Exercise description - Only the lines from the one containing "Point to the clear" through the end of the entries should be repeated, exactly as they appear, first and last included.

Data lines -

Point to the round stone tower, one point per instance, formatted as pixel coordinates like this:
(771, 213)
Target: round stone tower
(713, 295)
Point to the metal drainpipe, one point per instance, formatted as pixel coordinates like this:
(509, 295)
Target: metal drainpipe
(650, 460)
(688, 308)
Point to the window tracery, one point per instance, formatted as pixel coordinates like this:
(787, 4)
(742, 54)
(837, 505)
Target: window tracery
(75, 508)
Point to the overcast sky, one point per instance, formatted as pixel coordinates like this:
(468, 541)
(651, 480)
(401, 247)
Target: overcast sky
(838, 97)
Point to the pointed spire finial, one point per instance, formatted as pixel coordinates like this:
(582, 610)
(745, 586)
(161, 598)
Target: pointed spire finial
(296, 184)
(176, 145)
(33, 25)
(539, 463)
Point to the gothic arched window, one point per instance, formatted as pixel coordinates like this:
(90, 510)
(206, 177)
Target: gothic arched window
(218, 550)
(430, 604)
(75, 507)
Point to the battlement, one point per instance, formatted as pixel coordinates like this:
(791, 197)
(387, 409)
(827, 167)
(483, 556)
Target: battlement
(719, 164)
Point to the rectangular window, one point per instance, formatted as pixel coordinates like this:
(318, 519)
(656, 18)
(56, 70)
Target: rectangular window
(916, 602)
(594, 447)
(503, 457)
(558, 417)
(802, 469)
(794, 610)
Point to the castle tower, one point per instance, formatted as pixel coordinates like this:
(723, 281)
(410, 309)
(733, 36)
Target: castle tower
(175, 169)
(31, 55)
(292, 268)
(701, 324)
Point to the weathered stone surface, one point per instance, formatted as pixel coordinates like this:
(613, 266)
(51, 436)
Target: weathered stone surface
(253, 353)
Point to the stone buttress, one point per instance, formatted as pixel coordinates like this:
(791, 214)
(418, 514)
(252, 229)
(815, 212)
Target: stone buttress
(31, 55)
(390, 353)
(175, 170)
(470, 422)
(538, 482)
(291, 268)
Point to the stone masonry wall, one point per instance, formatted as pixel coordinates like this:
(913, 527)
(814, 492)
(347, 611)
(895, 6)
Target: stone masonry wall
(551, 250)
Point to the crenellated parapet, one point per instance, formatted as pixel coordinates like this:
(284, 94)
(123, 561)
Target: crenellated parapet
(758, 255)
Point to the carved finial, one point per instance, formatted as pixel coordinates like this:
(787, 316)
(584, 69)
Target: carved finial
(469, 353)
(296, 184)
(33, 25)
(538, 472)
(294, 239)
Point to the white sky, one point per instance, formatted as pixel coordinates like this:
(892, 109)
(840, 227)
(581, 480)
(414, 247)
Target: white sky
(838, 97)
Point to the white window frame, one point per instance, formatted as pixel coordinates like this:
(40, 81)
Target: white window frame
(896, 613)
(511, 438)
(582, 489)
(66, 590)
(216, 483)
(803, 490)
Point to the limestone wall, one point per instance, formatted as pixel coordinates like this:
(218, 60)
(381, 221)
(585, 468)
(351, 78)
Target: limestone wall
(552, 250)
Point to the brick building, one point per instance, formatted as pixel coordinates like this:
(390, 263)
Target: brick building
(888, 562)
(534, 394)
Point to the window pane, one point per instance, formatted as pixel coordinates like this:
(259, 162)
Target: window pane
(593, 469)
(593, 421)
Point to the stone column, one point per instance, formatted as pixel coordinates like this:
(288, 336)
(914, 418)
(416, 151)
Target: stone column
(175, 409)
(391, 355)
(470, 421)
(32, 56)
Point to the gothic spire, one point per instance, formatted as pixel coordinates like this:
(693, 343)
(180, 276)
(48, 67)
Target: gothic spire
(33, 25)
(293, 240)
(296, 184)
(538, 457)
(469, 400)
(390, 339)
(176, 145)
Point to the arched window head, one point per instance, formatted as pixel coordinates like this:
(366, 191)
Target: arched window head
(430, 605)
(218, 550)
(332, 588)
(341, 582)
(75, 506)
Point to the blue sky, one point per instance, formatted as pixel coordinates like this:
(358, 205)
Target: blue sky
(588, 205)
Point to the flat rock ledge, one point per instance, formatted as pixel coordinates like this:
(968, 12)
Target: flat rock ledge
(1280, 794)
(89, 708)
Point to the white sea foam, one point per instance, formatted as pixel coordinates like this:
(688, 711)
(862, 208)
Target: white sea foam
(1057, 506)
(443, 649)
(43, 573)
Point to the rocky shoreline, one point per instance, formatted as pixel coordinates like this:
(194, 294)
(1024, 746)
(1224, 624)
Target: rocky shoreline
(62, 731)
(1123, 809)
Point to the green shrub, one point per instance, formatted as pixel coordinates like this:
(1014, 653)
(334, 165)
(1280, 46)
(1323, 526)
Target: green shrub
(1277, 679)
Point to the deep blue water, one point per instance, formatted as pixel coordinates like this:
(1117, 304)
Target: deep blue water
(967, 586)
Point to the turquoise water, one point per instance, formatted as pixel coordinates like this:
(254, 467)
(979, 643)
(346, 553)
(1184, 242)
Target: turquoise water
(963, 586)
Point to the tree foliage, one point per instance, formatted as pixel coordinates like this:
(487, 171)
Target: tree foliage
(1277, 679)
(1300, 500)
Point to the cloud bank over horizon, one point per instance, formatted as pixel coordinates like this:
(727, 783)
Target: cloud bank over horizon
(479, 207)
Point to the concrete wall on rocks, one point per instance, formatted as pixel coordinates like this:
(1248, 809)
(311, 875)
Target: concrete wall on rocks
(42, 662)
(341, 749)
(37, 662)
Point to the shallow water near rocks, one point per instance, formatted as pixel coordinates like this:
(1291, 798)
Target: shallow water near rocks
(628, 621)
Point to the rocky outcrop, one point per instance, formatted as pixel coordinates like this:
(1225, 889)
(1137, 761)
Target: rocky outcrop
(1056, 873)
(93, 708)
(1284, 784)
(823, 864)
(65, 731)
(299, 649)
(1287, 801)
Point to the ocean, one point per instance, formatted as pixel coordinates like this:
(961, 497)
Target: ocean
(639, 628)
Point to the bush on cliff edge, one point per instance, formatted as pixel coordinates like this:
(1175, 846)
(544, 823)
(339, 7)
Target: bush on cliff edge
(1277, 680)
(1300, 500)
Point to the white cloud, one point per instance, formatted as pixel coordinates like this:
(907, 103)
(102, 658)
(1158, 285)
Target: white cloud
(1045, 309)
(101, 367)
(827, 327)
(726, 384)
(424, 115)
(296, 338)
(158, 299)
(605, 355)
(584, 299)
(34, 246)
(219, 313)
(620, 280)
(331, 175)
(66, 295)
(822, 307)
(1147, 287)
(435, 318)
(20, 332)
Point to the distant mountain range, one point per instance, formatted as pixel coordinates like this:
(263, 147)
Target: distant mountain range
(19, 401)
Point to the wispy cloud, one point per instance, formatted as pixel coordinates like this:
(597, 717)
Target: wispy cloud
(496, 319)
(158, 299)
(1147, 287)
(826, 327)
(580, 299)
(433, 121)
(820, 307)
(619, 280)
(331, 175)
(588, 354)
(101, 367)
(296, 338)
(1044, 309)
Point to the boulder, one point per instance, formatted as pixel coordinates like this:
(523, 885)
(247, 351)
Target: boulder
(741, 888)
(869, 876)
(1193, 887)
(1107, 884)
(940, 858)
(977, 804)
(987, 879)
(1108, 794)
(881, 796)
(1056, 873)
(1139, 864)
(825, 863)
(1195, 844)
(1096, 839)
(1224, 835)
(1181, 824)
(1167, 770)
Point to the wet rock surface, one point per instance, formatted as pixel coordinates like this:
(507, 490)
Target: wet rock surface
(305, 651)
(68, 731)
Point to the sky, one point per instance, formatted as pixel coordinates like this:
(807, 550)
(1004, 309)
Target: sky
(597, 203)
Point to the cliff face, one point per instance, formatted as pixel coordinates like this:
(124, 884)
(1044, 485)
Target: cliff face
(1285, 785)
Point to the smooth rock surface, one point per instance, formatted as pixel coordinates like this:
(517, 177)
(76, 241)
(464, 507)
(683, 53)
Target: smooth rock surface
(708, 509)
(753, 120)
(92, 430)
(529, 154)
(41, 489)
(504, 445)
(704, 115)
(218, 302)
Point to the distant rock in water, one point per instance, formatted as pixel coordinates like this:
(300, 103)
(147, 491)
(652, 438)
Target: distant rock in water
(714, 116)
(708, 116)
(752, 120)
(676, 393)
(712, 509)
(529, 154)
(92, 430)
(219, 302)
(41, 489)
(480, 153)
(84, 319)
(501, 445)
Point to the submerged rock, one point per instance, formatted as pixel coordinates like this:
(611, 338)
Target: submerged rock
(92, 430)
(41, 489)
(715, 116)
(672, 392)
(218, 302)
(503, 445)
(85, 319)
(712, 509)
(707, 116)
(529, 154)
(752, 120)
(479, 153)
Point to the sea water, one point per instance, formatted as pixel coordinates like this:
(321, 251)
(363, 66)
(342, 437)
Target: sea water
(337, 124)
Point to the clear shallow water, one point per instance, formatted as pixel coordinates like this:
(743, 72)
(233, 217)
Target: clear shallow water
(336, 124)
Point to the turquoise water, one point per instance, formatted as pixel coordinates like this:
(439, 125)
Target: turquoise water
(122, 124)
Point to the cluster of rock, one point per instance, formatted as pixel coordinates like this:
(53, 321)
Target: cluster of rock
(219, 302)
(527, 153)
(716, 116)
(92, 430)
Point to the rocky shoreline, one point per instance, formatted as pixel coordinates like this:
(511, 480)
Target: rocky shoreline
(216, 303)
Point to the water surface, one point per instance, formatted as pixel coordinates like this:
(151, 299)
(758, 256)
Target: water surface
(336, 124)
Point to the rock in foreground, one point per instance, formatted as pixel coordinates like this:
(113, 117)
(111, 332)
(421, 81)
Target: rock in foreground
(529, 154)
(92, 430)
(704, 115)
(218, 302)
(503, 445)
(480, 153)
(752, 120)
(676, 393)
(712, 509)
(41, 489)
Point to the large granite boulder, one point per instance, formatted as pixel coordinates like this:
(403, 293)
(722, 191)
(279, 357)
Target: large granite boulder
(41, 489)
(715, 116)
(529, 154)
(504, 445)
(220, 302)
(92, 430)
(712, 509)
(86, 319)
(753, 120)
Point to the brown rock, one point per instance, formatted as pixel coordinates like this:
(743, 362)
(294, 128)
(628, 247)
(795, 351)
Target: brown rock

Answer below -
Point to the clear shallow water, one point per instance, formatted as pixel coordinates like this:
(743, 72)
(233, 217)
Target: clear shallow water
(336, 124)
Point to the turquoise water, one point per instance, formatted as pixel coordinates like this:
(439, 125)
Target: turquoise water
(122, 124)
Point to the cluster of rock, one point per instance, formatted as pixel coordinates like this:
(53, 321)
Target: cluster of rock
(219, 302)
(527, 153)
(716, 116)
(92, 430)
Point to the rocky shoreline, one point per instance, formatted as pixel coordinates like this:
(511, 480)
Target: rocky shoreline
(216, 303)
Point to the water surface, one point per instance, formatted as pixel coordinates like this:
(151, 299)
(758, 256)
Target: water surface
(336, 124)
Point to the rock in foreground, one point per instance, formatted as pixel coordinates like this:
(113, 117)
(111, 332)
(421, 81)
Target: rock in foreground
(529, 154)
(92, 430)
(704, 115)
(218, 302)
(503, 445)
(480, 153)
(752, 120)
(676, 393)
(712, 509)
(41, 489)
Point to the large granite boulder, one point per instance, formatted as pixel coordinates like this:
(403, 293)
(722, 191)
(279, 357)
Target: large granite boulder
(41, 489)
(715, 116)
(529, 154)
(504, 445)
(220, 302)
(92, 430)
(712, 509)
(86, 319)
(753, 120)
Point to the brown rock, one point per instance, formatted as pixel coordinates like this:
(743, 362)
(294, 128)
(628, 247)
(795, 351)
Target: brown rock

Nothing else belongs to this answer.